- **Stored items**
....

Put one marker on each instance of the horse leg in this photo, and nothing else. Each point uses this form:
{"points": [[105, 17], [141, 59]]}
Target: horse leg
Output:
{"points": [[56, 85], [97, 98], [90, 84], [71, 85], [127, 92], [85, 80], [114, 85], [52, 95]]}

....

- **Work order**
Reply with one number, the count of lines in the entries that hold the string "horse".

- **Problem solution**
2